#### Brief 1:
In the Cole Brothers article, how would you shorten the paragraph beginning "Cole Brothers was established in Sheffield in 1847" while keeping its main facts?
#### Brief 2:
According to the Cole Brothers article, how much did Mr Jones spend setting up the company and registering the domain?
#### Brief 3:
In the Cole Brothers article, give the part from "The move sparked" up to and including "the domain ‘colebrothers.uk’." again, substituting "bakery" for "food manufacturer".

#### Provided text:
####################

Sheffield dad reveals why he bought famous Cole Brothers’ name - and his ambitions plans
A man who bagged the famous ‘Cole Brothers’ name insists his intentions are honourable and he did it 'for the benefit of the people of Sheffield'.
Simon Jones, aged 52, of Beauchief, said he was amazed when he saw the city's most famous retail name was up for grabs - and registered it to himself.
His dream was to see the closure-threatened Barker's Pool store ‘resuscitated’ and the 299 jobs restored.
And he was keen to do deals with businesspeople, retailers and the city council - with help from thousands of the store's supporters - to get it back open again.
Cole Brothers was established in Sheffield in 1847. It became John Lewis in 2002. Last month, the firm announced plans to close the shop saying it ‘could not be profitably sustained’.
The move sparked an outcry at the loss of a vital and much-loved part of the city centre’s retail offer.
Mr Jones, a manager at a food manufacturer, said he had been discussing the sad news with his wife when he decided to check the name.
He spent less than £100 incorporating a new company called Cole Brothers Ltd and registering the domain ‘colebrothers.uk’.
He said the main reason was to protect it for the people of Sheffield.

####################

#### Material shown:
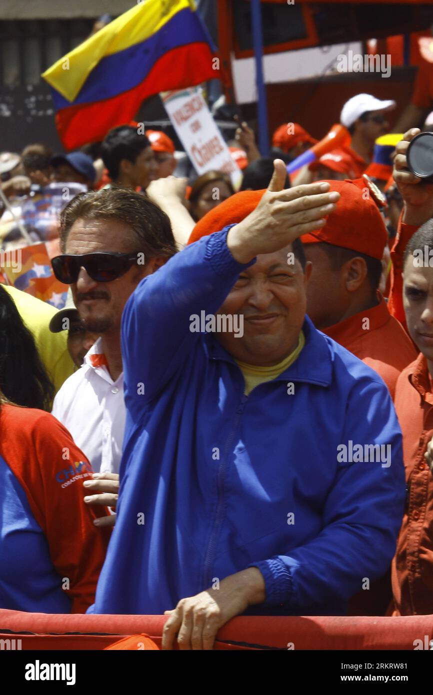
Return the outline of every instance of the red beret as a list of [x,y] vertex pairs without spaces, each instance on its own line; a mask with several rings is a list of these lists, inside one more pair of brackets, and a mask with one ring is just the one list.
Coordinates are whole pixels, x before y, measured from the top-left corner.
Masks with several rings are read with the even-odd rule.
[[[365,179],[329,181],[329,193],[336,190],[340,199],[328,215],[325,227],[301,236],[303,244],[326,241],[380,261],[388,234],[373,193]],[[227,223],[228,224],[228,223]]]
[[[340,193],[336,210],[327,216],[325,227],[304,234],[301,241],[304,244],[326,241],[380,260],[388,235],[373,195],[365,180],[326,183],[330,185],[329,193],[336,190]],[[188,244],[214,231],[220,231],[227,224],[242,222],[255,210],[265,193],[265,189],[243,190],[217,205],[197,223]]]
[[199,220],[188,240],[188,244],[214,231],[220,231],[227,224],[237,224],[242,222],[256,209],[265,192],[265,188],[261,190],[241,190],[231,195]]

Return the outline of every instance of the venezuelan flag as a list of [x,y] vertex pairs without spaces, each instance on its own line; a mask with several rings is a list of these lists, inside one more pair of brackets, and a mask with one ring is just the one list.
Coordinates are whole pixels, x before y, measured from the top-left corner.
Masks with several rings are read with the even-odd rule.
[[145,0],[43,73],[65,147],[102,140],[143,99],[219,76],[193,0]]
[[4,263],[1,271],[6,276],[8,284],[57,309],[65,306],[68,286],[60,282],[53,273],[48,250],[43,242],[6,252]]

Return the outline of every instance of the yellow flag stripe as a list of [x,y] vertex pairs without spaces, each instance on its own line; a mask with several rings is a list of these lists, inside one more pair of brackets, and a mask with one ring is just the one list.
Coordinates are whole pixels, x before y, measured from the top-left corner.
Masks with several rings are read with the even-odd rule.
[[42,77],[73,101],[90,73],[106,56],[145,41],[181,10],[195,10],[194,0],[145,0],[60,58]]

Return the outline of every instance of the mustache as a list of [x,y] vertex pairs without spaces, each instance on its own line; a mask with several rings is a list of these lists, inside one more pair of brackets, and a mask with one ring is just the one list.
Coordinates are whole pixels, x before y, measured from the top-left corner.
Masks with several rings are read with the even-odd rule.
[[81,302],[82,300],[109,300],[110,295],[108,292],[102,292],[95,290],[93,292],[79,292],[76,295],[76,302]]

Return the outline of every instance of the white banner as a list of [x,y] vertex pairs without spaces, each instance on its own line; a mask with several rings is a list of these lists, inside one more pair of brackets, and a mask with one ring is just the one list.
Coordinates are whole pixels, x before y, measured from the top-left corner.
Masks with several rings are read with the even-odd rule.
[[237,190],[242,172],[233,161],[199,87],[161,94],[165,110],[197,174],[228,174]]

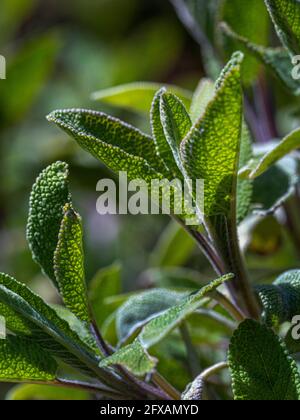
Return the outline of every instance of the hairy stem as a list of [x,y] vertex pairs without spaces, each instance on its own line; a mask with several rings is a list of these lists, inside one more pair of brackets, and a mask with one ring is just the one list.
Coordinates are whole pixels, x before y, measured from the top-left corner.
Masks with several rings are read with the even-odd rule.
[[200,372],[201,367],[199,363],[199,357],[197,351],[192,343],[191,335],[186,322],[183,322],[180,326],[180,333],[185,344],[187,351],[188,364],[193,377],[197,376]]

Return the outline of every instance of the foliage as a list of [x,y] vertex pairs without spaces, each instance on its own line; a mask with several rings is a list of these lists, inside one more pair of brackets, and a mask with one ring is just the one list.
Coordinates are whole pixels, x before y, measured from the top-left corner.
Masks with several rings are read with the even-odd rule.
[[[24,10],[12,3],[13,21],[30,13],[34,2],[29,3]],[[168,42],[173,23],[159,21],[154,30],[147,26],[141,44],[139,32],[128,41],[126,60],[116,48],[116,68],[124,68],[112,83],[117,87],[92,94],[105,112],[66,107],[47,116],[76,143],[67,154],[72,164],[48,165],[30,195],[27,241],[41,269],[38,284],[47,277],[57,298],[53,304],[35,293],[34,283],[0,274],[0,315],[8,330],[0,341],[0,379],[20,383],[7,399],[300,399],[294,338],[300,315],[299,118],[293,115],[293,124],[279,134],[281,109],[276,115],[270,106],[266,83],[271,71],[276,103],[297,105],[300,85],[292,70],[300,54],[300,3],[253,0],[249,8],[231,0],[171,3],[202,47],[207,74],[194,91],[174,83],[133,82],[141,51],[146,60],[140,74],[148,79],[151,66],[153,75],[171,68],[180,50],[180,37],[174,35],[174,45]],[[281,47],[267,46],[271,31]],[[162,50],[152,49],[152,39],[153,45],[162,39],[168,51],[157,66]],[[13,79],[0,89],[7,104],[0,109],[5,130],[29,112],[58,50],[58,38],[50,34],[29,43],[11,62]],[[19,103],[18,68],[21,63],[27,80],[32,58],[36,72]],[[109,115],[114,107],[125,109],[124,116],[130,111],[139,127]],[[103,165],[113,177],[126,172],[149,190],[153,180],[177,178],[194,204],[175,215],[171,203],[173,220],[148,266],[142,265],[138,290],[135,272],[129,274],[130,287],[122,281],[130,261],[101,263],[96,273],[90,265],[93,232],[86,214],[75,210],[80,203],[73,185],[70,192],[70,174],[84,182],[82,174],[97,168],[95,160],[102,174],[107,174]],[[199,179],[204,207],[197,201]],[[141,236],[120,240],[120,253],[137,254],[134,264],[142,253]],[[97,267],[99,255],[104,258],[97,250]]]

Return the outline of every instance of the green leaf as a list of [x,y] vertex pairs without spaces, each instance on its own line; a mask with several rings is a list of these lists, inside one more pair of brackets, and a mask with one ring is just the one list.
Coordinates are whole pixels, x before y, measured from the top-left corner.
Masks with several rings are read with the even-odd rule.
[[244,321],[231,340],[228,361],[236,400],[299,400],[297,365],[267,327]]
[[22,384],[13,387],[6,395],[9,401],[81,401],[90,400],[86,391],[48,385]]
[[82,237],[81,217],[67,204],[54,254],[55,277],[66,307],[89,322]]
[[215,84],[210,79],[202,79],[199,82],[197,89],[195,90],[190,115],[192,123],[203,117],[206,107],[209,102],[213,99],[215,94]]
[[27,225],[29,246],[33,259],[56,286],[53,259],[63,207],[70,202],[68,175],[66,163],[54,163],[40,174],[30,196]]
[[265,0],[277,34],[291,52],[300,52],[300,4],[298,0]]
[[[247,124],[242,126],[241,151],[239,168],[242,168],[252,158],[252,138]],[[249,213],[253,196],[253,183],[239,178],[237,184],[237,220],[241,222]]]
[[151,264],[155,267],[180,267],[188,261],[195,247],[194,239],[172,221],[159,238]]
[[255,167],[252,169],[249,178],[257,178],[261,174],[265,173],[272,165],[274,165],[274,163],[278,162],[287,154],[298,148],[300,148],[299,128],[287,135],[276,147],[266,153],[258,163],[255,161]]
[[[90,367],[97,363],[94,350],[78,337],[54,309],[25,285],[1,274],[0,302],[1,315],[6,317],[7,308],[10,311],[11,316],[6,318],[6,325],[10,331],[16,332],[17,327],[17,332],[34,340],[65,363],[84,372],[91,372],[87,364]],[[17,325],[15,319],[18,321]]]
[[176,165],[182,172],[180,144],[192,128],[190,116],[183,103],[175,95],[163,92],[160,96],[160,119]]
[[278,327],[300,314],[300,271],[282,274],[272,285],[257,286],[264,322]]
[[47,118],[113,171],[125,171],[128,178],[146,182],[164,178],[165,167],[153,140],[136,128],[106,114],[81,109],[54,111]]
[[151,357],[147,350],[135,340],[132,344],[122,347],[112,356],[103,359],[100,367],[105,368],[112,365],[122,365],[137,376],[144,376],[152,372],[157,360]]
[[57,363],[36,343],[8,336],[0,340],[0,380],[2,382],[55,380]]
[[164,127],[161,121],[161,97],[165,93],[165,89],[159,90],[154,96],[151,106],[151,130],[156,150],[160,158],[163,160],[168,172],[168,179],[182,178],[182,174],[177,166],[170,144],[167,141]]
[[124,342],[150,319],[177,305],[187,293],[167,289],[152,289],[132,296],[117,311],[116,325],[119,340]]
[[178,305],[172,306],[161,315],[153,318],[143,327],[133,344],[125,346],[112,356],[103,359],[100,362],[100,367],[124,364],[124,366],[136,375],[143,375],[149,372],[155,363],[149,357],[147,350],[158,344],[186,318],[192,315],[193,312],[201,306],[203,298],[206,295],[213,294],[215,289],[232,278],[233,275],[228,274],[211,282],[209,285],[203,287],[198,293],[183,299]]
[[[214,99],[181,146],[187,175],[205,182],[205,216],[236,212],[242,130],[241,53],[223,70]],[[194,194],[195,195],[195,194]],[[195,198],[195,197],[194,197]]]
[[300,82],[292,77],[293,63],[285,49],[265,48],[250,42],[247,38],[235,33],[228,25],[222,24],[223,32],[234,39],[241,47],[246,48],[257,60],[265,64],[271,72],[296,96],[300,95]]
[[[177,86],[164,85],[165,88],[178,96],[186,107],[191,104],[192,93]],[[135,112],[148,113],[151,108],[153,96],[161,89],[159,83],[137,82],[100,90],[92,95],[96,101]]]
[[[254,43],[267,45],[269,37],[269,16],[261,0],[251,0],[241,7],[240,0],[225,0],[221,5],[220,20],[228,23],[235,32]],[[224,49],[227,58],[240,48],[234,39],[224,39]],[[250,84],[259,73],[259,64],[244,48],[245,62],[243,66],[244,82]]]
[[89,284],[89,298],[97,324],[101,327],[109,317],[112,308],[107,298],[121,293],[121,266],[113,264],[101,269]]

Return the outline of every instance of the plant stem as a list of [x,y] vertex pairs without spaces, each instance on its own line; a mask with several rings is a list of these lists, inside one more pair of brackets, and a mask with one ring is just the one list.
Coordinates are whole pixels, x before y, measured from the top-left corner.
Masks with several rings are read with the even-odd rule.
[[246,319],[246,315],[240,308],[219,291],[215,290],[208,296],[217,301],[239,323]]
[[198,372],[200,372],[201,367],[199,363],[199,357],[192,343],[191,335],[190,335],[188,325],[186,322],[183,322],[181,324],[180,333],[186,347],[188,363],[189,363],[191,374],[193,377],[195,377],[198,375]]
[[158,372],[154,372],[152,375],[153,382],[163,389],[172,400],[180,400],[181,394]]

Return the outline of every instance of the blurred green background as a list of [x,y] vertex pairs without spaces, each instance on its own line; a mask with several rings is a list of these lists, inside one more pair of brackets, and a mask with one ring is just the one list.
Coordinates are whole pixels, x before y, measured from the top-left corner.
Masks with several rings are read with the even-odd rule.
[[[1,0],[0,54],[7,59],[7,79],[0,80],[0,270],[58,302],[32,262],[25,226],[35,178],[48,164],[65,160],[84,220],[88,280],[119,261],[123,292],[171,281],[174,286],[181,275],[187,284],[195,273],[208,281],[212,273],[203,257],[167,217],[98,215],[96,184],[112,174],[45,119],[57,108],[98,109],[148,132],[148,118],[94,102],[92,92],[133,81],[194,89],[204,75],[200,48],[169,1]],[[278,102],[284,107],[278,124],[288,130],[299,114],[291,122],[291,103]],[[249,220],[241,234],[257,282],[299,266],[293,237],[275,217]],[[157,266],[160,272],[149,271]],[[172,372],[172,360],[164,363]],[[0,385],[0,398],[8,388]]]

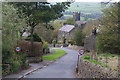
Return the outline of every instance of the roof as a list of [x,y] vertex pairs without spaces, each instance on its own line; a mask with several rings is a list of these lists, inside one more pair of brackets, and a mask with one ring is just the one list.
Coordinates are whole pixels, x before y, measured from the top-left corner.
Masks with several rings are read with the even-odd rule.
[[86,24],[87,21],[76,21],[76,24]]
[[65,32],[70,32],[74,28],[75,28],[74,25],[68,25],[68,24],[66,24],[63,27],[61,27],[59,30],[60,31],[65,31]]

####################

#### Expected output 1:
Founded in Sheffield in 1847, Cole Brothers became John Lewis in 2002. Last month the firm announced plans to close the shop because it "could not be profitably sustained."

#### Expected output 2:
Less than £100.

#### Expected output 3:
The move sparked an outcry at the loss of a vital and much-loved part of the city centre’s retail offer.
Mr Jones, a manager at a bakery, said he had been discussing the sad news with his wife when he decided to check the name.
He spent less than £100 incorporating a new company called Cole Brothers Ltd and registering the domain ‘colebrothers.uk’.